Entries from a point annotation set
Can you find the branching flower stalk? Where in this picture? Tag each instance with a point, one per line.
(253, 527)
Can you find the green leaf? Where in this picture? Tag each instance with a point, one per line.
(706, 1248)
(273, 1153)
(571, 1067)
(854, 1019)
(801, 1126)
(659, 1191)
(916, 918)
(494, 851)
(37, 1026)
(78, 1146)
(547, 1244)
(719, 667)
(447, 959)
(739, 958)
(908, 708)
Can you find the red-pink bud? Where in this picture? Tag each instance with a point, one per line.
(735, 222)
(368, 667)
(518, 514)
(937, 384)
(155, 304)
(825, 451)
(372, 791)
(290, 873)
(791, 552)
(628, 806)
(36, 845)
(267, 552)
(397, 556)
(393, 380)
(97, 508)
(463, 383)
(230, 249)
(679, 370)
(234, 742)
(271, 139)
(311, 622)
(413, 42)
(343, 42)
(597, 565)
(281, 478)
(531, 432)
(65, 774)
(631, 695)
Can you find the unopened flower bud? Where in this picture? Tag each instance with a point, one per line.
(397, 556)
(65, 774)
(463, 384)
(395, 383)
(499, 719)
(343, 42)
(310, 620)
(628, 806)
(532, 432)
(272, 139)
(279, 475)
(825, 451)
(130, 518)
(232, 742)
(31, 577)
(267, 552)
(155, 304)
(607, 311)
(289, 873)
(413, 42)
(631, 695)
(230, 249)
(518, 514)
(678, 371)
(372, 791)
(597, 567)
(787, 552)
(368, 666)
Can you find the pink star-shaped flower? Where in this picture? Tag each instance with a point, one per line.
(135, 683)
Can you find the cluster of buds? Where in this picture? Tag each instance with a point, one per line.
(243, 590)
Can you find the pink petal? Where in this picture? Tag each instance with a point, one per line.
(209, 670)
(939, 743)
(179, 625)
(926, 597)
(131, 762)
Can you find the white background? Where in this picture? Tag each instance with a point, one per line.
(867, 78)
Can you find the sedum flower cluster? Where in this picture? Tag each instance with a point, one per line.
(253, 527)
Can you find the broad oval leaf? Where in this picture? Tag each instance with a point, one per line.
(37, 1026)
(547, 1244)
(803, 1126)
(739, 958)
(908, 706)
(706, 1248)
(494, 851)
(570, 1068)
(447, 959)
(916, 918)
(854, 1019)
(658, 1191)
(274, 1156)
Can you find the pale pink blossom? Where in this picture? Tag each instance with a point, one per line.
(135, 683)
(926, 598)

# GIVEN PROBLEM
Rewrite the records as a numbered list, from the line with "Can you find the white" up to and including the last line of the records. Omit any blank lines.

# ANSWER TO THE TASK
1. Can you find the white background? Where in this picture? Tag each instance with a point, one per line.
2. (867, 78)
3. Can you find the sedum flower cluster? Where in this picture? Tag each instance with a point, one per line.
4. (253, 527)
5. Can you find the broad oval leaf? Where in this picture? Tag each instance with a point, one per line.
6. (37, 1026)
7. (547, 1244)
8. (803, 1126)
9. (739, 958)
10. (908, 706)
11. (706, 1248)
12. (494, 851)
13. (570, 1068)
14. (447, 959)
15. (916, 918)
16. (854, 1019)
17. (658, 1191)
18. (274, 1156)
19. Can you find the pale pink blossom? Where in this picture? Tag each instance with a point, one per line.
20. (135, 683)
21. (926, 598)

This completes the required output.